◆ DIRECTION A ◆
In the MergeStream text, translate this sentence into Spanish: "You can see the tests I have ran here, if I forgot any, send me a message and I may write another test for it"
◆ DIRECTION B ◆
Shorten the paragraph of the MergeStream text that begins "This code has been fully tested" while keeping its main facts.
◆ DIRECTION C ◆
Write the next part of the MergeStream text, picking up after its final line.

TL;DR: The complete code
This code has been fully tested with my jest test suite on multiple edge cases And has a few more features than explained in my code. Such as appending streams and merging into that appended stream. By providing Merge.END as index.
Test result
You can see the tests I have ran here, if I forgot any, send me a message and I may write another test for it
MergeStream
✓ should throw an error when nextStream is not implemented (9ms)
✓ should throw an error when nextStream returns a stream with lower index (4ms)
✓ should reset index after new main stream (5ms)
✓ should write a single stream normally (50ms)
✓ should be able to merge a stream (2ms)
✓ should be able to append a stream on the end (1ms)
✓ should be able to merge large streams into a smaller stream (396ms)
✓ should be able to merge at the correct index (2ms)

◆ PROVIDED MATERIAL ◆
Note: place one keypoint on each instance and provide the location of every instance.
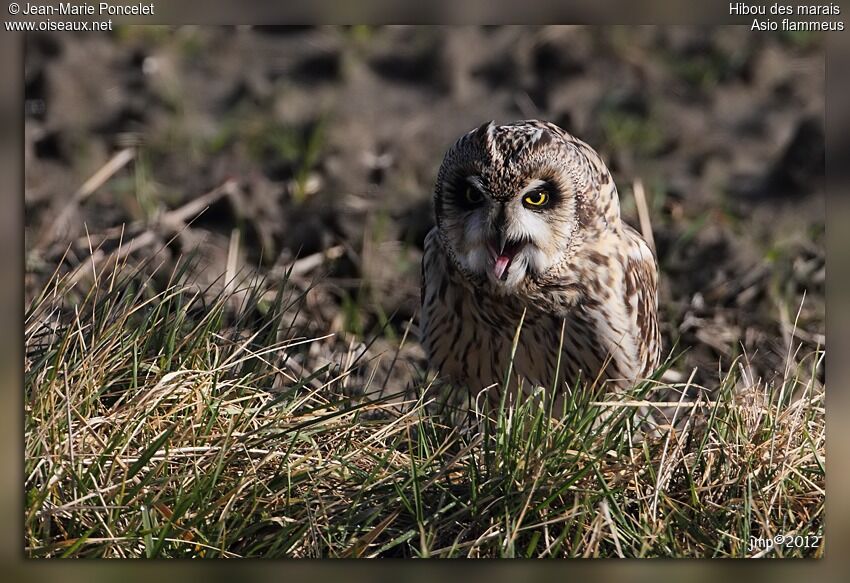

◆ FINAL RESULT A ◆
Puedes ver aquí las pruebas que he ejecutado; si olvidé alguna, envíame un mensaje y quizá escriba otra prueba para ella.

◆ FINAL RESULT B ◆
The code was fully tested with a jest suite on multiple edge cases. It has features beyond those explained, such as appending streams and merging into an appended stream by providing Merge.END as the index.

◆ FINAL RESULT C ◆
Usage
const mergingStream = new Merge({
*nextStream(): IterableIterator<MergingStream> {
for (let i = 0; i < 10; i++) {
const stream = new Readable();
stream.push(i.toString());
stream.push(null);
yield {index: i * 2, stream};
}
},
});
const template = new Readable();
template.push(', , , , , , , , , ');
template.push(null);
template.pipe(mergingStream).pipe(getSink());
The result will of our sink would be
0, 1, 2, 3, 4, 5, 6, 7, 8, 9
Final Thoughts
This is not the most time efficient way of doing it, since we only manage one merging buffer at once. So there is a lot of waiting. For my use case that is fine. I care about it not eating up my memory and this solution works for me. But there is definitely some space for optimization. The complete code has some extra features that are not fully explained here, such as appending streams and merging into that appended stream. They have been explained with comments though.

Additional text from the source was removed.